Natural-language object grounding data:
[Start of Attachment]
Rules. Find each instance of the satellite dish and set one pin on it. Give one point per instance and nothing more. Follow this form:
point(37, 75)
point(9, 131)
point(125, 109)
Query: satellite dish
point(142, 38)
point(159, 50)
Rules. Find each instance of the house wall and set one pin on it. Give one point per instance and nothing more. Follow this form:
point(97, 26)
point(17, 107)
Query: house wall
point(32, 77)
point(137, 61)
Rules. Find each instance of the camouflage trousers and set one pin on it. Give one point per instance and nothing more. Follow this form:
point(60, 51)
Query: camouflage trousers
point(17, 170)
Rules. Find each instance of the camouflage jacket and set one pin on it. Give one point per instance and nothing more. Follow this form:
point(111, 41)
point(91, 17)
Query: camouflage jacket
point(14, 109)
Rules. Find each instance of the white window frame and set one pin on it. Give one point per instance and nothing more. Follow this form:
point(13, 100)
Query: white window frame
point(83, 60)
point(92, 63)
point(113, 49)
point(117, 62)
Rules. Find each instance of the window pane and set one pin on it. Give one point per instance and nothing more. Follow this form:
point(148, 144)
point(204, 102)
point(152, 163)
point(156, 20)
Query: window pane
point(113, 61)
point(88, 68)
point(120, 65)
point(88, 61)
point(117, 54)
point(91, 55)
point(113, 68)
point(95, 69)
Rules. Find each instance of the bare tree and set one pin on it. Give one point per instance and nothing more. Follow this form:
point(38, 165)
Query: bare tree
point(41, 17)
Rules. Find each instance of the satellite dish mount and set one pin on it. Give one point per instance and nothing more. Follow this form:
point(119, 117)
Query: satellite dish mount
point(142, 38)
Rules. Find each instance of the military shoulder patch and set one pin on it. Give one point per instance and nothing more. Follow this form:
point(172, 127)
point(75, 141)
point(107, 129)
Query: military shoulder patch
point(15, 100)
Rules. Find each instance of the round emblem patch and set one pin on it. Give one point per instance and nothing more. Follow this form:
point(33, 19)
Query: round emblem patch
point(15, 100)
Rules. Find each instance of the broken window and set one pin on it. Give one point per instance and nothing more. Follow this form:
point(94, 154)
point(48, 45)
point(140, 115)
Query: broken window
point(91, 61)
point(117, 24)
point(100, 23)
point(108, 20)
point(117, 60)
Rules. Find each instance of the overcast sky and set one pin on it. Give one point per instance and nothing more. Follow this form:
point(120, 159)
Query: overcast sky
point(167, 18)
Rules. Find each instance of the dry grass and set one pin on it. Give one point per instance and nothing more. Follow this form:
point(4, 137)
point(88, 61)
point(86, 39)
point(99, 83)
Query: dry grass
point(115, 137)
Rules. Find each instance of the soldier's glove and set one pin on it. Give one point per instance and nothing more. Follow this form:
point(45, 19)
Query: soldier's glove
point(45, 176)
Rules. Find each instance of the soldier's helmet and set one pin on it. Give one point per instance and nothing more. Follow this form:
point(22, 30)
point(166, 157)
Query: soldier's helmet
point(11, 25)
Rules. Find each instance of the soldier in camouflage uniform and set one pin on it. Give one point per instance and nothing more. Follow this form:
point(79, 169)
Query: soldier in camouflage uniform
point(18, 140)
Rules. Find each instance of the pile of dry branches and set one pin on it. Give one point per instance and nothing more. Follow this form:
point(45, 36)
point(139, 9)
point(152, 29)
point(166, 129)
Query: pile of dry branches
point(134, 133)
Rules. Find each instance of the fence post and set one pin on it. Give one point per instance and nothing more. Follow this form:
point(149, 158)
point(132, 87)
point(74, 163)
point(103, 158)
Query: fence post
[End of Attachment]
→ Work instruction
Please copy the line that contains "Rules. Find each instance of the fence" and each line after it through the end of the records, exactly, and no other lines.

→ Output below
Rules. Find each instance of the fence post and set one pin on it. Give one point per instance and nothing more. Follow this form:
point(149, 158)
point(132, 87)
point(74, 163)
point(103, 158)
Query: fence post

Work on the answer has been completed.